--- begin Material for this task ---
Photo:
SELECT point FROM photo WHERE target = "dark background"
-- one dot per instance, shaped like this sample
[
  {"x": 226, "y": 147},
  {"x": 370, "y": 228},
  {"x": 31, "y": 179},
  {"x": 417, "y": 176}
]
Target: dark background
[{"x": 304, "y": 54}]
--- end Material for this task ---
Aim of the task: Reproduce the records above verbatim, line for line.

Response for this exercise:
Photo:
SELECT point FROM photo WHERE target = "dark background"
-- one dot per instance, shaped like this sample
[
  {"x": 226, "y": 147},
  {"x": 370, "y": 228},
  {"x": 31, "y": 179},
  {"x": 417, "y": 176}
]
Target: dark background
[{"x": 304, "y": 54}]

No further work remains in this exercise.